TASK INPUT.

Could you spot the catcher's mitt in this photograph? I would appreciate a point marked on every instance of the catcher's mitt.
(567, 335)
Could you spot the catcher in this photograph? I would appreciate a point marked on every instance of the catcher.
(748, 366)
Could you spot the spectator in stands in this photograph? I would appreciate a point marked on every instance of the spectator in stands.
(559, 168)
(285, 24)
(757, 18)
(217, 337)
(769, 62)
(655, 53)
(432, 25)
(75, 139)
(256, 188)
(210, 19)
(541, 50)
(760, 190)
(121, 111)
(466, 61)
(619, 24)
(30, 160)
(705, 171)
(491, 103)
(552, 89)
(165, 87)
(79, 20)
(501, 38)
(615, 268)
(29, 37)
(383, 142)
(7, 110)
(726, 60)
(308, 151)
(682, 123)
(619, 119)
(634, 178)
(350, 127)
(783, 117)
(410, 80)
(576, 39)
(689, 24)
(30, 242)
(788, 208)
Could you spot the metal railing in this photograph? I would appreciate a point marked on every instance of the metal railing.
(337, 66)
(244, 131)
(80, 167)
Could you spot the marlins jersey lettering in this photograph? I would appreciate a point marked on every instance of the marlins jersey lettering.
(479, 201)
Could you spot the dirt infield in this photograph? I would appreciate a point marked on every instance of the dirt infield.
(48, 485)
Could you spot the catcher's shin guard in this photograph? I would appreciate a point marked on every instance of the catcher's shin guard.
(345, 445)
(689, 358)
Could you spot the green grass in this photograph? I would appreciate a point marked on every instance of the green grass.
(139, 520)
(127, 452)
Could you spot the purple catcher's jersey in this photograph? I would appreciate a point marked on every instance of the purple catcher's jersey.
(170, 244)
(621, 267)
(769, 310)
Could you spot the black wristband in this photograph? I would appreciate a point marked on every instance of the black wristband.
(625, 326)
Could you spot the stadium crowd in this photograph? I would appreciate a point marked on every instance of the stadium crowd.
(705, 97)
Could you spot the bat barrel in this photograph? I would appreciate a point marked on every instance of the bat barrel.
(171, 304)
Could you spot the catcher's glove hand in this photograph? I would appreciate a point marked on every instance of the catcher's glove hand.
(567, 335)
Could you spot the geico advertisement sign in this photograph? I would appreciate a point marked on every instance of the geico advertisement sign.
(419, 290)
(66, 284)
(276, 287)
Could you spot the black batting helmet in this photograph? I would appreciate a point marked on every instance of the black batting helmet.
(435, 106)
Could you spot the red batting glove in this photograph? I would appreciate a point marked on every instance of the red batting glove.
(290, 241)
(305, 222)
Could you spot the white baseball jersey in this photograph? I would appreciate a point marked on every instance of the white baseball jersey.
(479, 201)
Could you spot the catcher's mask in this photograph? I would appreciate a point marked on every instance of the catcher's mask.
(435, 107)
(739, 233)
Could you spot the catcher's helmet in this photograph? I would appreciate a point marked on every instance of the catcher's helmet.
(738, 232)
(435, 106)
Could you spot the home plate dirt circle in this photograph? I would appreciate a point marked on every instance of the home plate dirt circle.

WHAT YOU SHOULD DO. Retype the items above exactly, from the line containing "Could you spot the catcher's helmet" through the last line of the items, both included.

REPLY.
Could you spot the catcher's helmet in this photograph? I would appreciate a point marked on every instance of the catcher's helmet.
(738, 232)
(435, 106)
Could you spot the home plate dirt circle in this photograph? I would appreciate a point marked on every instance of the home plate dirt circle.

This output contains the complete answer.